• ARBEITSAUFTRAG
Geben Sie aus dem Textauszug zu Lehmanns Deutung der Tragödie die Passage zwischen „Diese Wahrnehmung des“ und „Lehmanns, sie wahrzunehmen.“ einschließlich wortgetreu wieder.

• TEXTAUSZUG
────

Diese Wahrnehmung des Leidens löst einen Perspektivwechsel in der Erfahrung von Macht aus: Sie wird vom Opfer aus sichtbar, wird zur Infragestellung der Macht. Die politische Dimension dieses Vorgangs ist enorm; schließlich ist die in der Tragödie formulierte Denunziation der Macht zugunsten des Versuchs, sie affirmativ als Zeugnis einer „göttlichen Ordnung“ zu interpretieren, gründlich verdrängt worden. Es bedurfte des an Adorno und Foucault geschulten Blicks Lehmanns, sie wahrzunehmen.

Lehmann verbindet das Leiden des Ohnmächtigen, das die Tragödie in ihren Blick rückt, mit der Entdeckung des Subjekts, in der er das eigentliche Verdienst der Tragödie sieht: „Die Tragödie ist die Form einer Bewußtwerdung über die Macht auf allen Ebenen (...), weil sie einen Diskurs entfaltet, in dem das Subjekt sich entdecken kann, indem der Mensch sich als Oper erfährt.“ Nicht „in seiner Freiheit, in seiner Ohnmacht artikuliert sich zum ersten Mal auf der tragischen Bühne das Subjekt“. Das Subjekt, von dem Lehmann spricht, meint nicht, was Freud „seine Majestät, das Ich“ nennt, es ist das dezentrierte, sich selbst nicht durchsichtige Subjekt Lacans, ein „Ort der Frage, der Ungewißheit, des zögernden Hervortretens aus einer zuvor fraglos hingenommenen Einbindung“.

────

• EXTRAHIERTE DATEN

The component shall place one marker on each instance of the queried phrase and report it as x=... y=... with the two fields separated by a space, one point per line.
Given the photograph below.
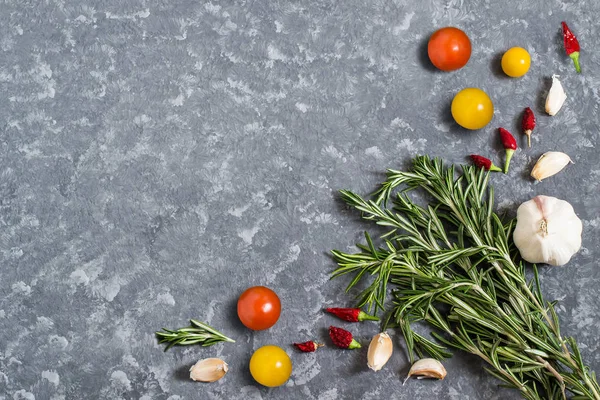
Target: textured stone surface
x=158 y=157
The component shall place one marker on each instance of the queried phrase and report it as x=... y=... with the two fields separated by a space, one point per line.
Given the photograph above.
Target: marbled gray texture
x=158 y=157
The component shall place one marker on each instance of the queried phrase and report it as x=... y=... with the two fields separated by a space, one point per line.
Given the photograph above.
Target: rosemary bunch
x=451 y=264
x=197 y=333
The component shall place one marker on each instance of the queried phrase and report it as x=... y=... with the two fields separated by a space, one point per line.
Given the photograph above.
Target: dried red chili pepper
x=485 y=163
x=351 y=314
x=528 y=124
x=308 y=347
x=571 y=46
x=510 y=145
x=342 y=338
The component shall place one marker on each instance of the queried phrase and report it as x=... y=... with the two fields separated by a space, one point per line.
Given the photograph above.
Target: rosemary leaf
x=452 y=265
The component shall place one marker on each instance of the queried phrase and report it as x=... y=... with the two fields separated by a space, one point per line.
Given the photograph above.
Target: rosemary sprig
x=197 y=333
x=451 y=264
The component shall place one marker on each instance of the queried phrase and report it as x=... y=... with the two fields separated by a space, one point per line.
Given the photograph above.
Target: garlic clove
x=380 y=351
x=427 y=368
x=549 y=164
x=208 y=370
x=556 y=96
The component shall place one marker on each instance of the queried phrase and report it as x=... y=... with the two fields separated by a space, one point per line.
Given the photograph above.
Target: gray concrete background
x=158 y=157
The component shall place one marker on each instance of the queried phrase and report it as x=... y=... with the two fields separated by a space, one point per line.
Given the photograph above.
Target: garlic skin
x=208 y=370
x=427 y=368
x=550 y=163
x=547 y=231
x=380 y=351
x=556 y=97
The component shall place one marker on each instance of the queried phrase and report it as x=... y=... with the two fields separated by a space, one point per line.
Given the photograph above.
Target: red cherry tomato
x=449 y=48
x=259 y=308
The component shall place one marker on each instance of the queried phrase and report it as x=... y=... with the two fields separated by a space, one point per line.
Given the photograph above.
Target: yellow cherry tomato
x=270 y=366
x=516 y=62
x=472 y=108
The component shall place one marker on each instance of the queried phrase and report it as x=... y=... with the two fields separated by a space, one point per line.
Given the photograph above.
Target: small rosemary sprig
x=197 y=333
x=452 y=265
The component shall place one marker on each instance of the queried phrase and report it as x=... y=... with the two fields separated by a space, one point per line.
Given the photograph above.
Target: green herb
x=197 y=333
x=451 y=264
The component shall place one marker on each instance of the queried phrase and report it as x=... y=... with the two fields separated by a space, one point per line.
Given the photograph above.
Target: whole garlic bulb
x=547 y=231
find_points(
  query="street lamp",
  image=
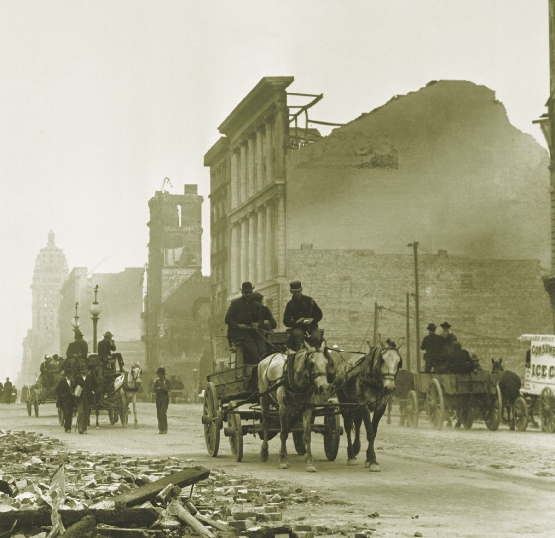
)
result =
(95, 310)
(195, 372)
(76, 323)
(414, 245)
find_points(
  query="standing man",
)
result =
(162, 389)
(107, 345)
(76, 354)
(64, 391)
(8, 387)
(301, 315)
(432, 346)
(85, 398)
(242, 322)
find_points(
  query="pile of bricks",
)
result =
(226, 505)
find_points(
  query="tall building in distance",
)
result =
(51, 271)
(177, 300)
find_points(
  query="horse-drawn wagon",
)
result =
(464, 396)
(538, 395)
(231, 398)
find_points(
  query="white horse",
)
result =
(131, 384)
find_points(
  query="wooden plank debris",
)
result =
(148, 492)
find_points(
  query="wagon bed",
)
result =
(465, 396)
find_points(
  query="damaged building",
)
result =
(442, 166)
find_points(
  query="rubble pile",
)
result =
(219, 506)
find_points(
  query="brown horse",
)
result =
(303, 380)
(365, 384)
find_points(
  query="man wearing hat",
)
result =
(432, 347)
(242, 324)
(107, 345)
(301, 315)
(162, 389)
(76, 354)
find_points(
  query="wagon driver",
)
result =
(242, 322)
(301, 315)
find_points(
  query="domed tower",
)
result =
(51, 271)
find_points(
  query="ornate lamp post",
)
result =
(95, 310)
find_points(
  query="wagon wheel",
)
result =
(492, 414)
(236, 433)
(113, 415)
(467, 417)
(210, 419)
(332, 434)
(411, 410)
(299, 443)
(547, 410)
(435, 406)
(521, 414)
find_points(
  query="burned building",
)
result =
(442, 166)
(176, 304)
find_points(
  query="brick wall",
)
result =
(489, 303)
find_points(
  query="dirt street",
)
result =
(438, 483)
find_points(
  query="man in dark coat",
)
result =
(242, 322)
(432, 346)
(85, 398)
(8, 387)
(302, 316)
(107, 345)
(64, 391)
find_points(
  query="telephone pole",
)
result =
(414, 246)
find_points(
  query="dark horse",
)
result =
(509, 384)
(304, 379)
(367, 381)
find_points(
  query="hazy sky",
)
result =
(100, 101)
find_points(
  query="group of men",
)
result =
(443, 353)
(76, 386)
(6, 391)
(249, 321)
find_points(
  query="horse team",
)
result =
(294, 384)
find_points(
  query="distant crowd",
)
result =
(8, 392)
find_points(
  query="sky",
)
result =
(100, 101)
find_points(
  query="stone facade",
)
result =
(442, 166)
(50, 272)
(489, 303)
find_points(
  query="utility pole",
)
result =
(408, 331)
(376, 314)
(414, 246)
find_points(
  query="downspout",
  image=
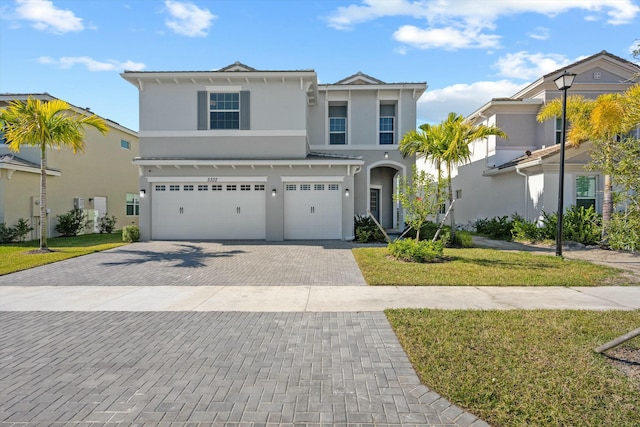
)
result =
(526, 192)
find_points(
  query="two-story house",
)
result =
(240, 153)
(520, 174)
(101, 180)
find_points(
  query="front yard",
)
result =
(518, 367)
(483, 267)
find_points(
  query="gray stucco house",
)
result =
(240, 153)
(520, 174)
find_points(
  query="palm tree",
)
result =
(601, 121)
(45, 124)
(458, 135)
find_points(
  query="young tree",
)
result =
(419, 199)
(46, 124)
(427, 142)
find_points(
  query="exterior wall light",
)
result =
(563, 83)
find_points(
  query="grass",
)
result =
(16, 256)
(523, 368)
(482, 267)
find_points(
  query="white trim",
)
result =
(318, 179)
(219, 133)
(223, 89)
(208, 179)
(29, 169)
(354, 147)
(262, 162)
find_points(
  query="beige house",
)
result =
(101, 180)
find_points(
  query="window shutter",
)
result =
(203, 110)
(387, 110)
(245, 110)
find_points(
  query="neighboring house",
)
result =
(101, 180)
(520, 174)
(240, 153)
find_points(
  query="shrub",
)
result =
(71, 223)
(130, 233)
(7, 234)
(582, 225)
(366, 230)
(498, 227)
(17, 233)
(412, 251)
(106, 224)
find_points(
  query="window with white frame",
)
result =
(224, 110)
(586, 191)
(387, 124)
(338, 124)
(133, 204)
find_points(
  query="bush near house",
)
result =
(579, 225)
(17, 233)
(71, 223)
(107, 224)
(366, 230)
(130, 233)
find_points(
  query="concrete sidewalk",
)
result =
(312, 298)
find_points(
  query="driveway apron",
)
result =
(188, 368)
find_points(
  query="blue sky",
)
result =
(468, 51)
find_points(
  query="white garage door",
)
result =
(197, 211)
(312, 211)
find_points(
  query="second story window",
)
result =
(387, 124)
(224, 110)
(337, 124)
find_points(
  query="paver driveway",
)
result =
(327, 263)
(186, 368)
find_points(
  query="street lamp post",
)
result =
(563, 83)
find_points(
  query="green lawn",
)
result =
(483, 267)
(16, 256)
(524, 368)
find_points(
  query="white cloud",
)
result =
(528, 66)
(91, 64)
(456, 24)
(46, 17)
(449, 38)
(188, 19)
(434, 105)
(540, 33)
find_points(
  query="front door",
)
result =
(374, 203)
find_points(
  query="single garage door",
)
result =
(197, 211)
(312, 211)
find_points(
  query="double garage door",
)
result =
(203, 211)
(237, 210)
(312, 210)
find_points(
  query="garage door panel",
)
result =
(204, 211)
(313, 211)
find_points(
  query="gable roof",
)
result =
(360, 78)
(13, 162)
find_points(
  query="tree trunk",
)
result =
(43, 198)
(453, 219)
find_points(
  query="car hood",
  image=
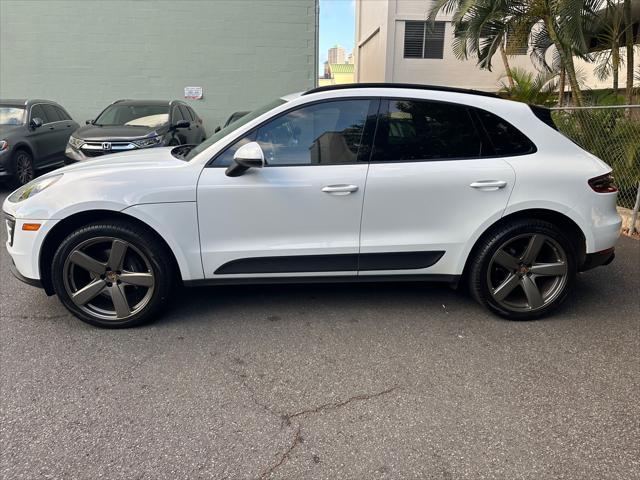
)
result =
(116, 133)
(8, 129)
(112, 182)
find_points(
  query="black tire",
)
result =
(23, 170)
(552, 271)
(143, 255)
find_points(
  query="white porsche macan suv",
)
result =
(364, 182)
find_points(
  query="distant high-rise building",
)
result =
(336, 54)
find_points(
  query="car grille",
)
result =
(10, 223)
(95, 149)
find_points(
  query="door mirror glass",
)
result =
(250, 155)
(182, 124)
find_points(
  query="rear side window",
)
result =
(52, 113)
(506, 140)
(411, 130)
(38, 112)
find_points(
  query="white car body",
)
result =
(209, 219)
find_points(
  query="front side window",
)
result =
(134, 115)
(319, 134)
(11, 115)
(413, 130)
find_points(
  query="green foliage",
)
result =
(535, 89)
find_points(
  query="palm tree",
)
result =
(536, 89)
(609, 60)
(628, 35)
(481, 28)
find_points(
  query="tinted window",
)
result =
(320, 134)
(51, 112)
(424, 130)
(140, 115)
(504, 137)
(62, 114)
(38, 112)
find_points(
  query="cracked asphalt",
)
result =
(389, 381)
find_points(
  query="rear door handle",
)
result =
(489, 185)
(340, 189)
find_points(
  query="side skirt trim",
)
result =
(451, 279)
(349, 262)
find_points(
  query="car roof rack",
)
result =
(415, 86)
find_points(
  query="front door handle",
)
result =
(340, 189)
(489, 185)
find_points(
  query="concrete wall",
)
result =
(86, 54)
(449, 71)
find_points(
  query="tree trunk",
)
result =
(563, 75)
(507, 67)
(615, 61)
(566, 57)
(628, 34)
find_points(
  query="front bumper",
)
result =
(593, 260)
(29, 281)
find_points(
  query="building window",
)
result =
(423, 39)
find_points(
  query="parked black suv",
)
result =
(131, 124)
(33, 135)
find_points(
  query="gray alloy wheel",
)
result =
(108, 278)
(527, 273)
(23, 167)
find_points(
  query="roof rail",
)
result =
(437, 88)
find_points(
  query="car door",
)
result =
(434, 180)
(44, 137)
(300, 214)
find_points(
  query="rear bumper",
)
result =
(592, 260)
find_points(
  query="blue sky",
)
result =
(337, 25)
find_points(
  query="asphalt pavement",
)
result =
(389, 381)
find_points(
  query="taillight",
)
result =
(603, 184)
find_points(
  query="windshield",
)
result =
(134, 115)
(233, 126)
(11, 115)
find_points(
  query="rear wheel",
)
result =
(112, 275)
(23, 171)
(524, 270)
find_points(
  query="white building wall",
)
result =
(386, 53)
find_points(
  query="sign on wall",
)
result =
(193, 93)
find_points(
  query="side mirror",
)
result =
(250, 155)
(181, 124)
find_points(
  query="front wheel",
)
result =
(112, 275)
(524, 270)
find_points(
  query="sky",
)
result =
(337, 25)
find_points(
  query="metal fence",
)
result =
(612, 134)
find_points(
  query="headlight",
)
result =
(149, 142)
(76, 142)
(33, 188)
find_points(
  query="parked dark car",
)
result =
(132, 124)
(33, 135)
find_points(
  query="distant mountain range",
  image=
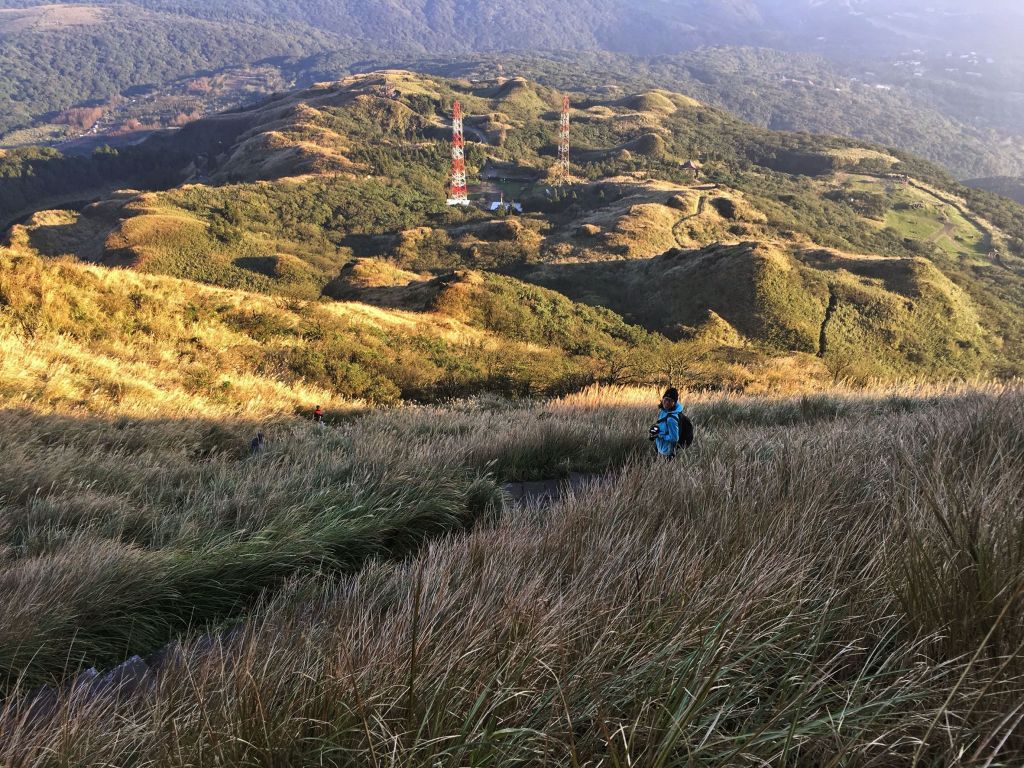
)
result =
(841, 259)
(932, 76)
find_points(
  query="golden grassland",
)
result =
(823, 580)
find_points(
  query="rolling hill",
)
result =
(793, 252)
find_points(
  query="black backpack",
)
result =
(685, 429)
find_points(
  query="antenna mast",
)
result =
(459, 192)
(563, 143)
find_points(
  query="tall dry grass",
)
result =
(823, 581)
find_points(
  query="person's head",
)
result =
(671, 398)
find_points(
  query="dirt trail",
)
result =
(701, 204)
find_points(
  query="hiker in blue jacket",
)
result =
(666, 433)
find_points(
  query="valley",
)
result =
(829, 574)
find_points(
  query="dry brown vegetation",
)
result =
(832, 580)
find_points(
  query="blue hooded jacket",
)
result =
(668, 429)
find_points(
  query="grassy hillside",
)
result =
(869, 264)
(813, 582)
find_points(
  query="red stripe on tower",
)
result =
(458, 192)
(563, 142)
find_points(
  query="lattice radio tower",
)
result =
(563, 143)
(459, 192)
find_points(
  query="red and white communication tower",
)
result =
(459, 192)
(563, 142)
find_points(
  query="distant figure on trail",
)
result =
(672, 428)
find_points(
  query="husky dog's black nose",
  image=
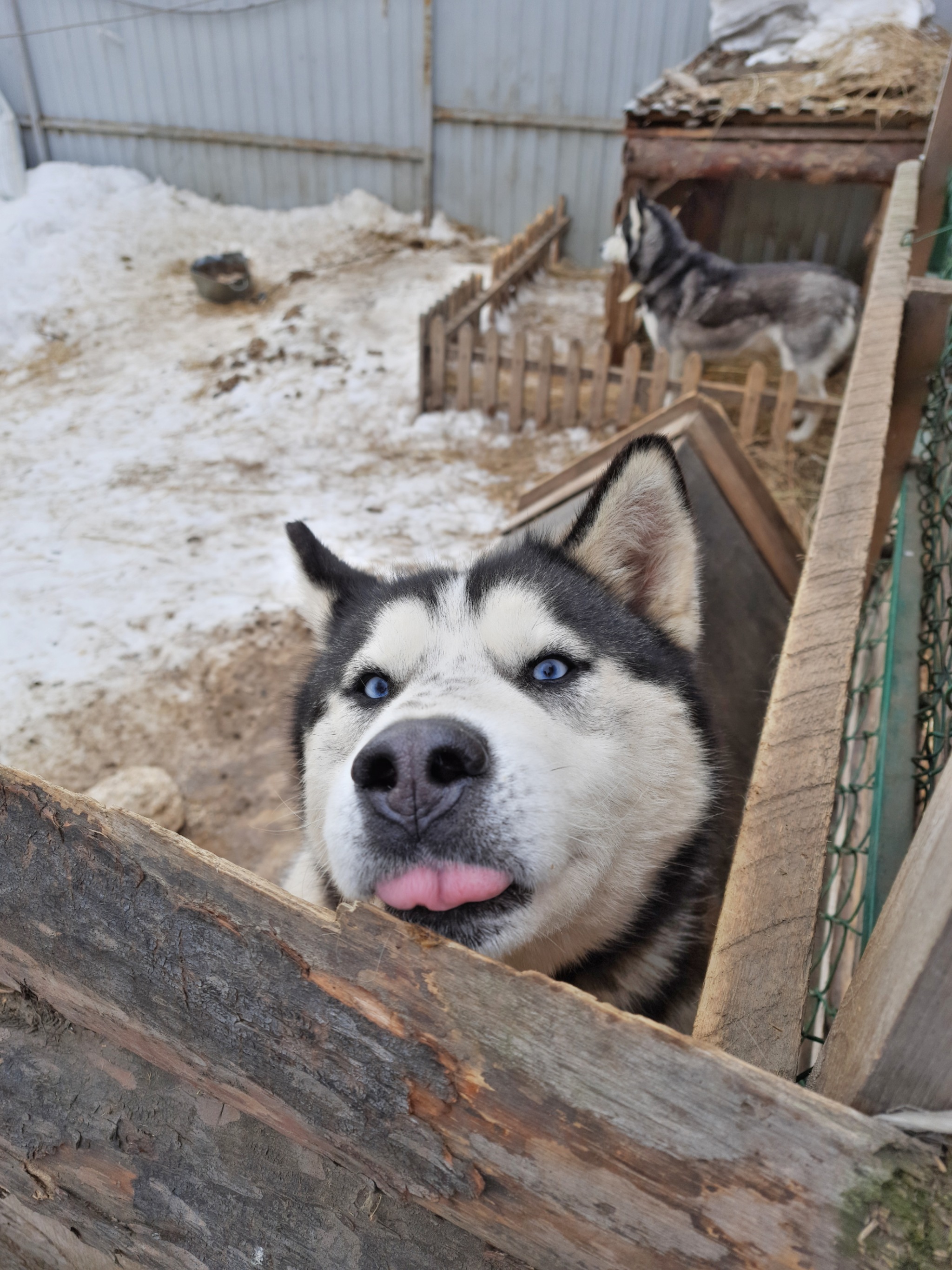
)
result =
(416, 771)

────

• SCHRIFTLICHE ANTWORT
Diese Wahrnehmung des Leidens löst einen Perspektivwechsel in der Erfahrung von Macht aus: Sie wird vom Opfer aus sichtbar, wird zur Infragestellung der Macht. Die politische Dimension dieses Vorgangs ist enorm; schließlich ist die in der Tragödie formulierte Denunziation der Macht zugunsten des Versuchs, sie affirmativ als Zeugnis einer „göttlichen Ordnung“ zu interpretieren, gründlich verdrängt worden. Es bedurfte des an Adorno und Foucault geschulten Blicks Lehmanns, sie wahrzunehmen.